▶ _Task prompt_: Which lines in the items below contain the word "long"? Pick out each of those lines and copy it whole.

▶ _Supplied data_:

"""

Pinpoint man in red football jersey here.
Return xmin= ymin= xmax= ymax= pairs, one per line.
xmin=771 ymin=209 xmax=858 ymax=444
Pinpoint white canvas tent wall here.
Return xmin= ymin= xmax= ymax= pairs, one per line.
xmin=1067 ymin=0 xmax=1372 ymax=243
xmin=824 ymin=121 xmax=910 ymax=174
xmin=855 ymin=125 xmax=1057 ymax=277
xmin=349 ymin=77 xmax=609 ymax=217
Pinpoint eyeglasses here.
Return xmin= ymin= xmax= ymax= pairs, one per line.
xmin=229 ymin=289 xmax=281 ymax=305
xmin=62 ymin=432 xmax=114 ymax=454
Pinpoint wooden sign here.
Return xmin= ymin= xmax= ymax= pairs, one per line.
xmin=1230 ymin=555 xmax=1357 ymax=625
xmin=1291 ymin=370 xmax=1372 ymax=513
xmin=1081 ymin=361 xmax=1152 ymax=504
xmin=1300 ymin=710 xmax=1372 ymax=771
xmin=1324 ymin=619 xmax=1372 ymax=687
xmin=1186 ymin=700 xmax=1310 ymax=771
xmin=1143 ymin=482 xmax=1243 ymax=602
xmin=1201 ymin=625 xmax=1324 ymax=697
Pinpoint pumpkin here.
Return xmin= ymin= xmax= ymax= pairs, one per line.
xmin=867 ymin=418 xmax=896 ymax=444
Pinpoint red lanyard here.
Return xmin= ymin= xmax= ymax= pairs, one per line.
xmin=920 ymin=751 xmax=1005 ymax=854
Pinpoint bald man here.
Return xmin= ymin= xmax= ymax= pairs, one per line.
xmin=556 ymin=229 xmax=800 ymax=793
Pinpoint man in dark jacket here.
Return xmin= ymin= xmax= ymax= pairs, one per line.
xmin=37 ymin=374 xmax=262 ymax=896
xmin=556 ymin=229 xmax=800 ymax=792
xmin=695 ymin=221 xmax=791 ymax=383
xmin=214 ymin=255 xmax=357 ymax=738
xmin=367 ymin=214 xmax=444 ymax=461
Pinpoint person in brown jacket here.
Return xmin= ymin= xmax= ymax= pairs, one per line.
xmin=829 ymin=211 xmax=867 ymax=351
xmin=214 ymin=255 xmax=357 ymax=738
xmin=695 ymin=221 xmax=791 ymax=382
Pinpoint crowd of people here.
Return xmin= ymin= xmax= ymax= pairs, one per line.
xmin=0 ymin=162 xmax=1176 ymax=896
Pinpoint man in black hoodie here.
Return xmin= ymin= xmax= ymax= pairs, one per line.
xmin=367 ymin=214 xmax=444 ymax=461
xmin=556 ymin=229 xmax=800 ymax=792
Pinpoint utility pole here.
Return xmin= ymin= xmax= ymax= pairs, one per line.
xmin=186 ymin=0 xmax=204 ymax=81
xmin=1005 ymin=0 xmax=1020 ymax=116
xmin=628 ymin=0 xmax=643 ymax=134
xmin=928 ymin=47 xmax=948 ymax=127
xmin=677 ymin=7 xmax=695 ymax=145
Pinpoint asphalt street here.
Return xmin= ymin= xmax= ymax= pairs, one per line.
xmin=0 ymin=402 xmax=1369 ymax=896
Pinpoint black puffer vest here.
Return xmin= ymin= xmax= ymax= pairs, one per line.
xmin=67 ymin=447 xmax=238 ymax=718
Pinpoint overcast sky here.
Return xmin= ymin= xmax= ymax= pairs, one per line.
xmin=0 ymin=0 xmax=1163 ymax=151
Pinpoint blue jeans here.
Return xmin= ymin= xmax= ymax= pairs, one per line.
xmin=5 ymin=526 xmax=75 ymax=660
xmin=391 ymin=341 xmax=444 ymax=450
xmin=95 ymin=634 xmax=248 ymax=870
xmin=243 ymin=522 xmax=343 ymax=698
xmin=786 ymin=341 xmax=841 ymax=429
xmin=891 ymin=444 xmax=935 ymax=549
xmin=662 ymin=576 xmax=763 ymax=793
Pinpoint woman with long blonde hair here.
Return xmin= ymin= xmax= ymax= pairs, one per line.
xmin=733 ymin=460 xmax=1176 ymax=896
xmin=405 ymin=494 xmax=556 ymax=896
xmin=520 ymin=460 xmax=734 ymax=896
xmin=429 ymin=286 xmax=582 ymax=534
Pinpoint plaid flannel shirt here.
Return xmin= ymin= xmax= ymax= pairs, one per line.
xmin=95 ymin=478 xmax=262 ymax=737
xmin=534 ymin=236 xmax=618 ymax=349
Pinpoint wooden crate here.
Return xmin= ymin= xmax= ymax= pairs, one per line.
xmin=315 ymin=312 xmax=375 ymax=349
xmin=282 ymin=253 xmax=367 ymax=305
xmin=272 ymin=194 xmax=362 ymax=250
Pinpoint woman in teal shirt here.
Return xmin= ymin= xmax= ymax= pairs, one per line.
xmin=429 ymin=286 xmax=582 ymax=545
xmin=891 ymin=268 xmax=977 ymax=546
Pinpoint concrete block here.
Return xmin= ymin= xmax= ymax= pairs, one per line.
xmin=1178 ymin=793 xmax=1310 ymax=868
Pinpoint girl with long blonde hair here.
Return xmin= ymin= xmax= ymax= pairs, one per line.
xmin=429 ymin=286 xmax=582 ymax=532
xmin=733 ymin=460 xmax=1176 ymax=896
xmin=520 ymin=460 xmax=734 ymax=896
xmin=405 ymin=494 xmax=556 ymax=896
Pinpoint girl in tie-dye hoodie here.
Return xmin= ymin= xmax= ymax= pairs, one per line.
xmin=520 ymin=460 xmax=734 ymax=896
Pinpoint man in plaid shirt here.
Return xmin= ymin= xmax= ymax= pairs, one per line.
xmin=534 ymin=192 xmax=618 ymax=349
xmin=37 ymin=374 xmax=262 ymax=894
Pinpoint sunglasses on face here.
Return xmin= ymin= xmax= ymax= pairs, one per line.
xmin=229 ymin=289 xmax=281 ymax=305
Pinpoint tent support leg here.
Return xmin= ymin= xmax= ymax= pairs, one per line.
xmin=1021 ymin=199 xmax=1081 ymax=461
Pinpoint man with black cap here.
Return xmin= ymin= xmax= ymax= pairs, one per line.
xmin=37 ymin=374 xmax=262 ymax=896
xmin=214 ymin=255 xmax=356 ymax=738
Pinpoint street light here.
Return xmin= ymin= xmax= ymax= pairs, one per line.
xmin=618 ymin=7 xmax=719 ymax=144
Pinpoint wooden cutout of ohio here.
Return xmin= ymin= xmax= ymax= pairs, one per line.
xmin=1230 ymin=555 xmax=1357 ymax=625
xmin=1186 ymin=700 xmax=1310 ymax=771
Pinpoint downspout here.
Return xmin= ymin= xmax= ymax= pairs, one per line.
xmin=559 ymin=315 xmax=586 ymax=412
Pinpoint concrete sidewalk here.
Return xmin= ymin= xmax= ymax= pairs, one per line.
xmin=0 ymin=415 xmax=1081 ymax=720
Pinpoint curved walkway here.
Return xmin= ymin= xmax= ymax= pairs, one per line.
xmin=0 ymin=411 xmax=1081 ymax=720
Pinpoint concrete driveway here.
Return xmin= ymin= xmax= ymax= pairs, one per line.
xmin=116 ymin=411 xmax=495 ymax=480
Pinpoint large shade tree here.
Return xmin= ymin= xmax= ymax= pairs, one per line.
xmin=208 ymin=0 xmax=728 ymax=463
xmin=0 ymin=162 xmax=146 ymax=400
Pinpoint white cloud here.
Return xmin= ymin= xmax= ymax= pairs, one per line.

"""

▶ _Result of this exercise_:
Pinpoint woman with long blonde hair here.
Pinpoint girl with long blonde hair here.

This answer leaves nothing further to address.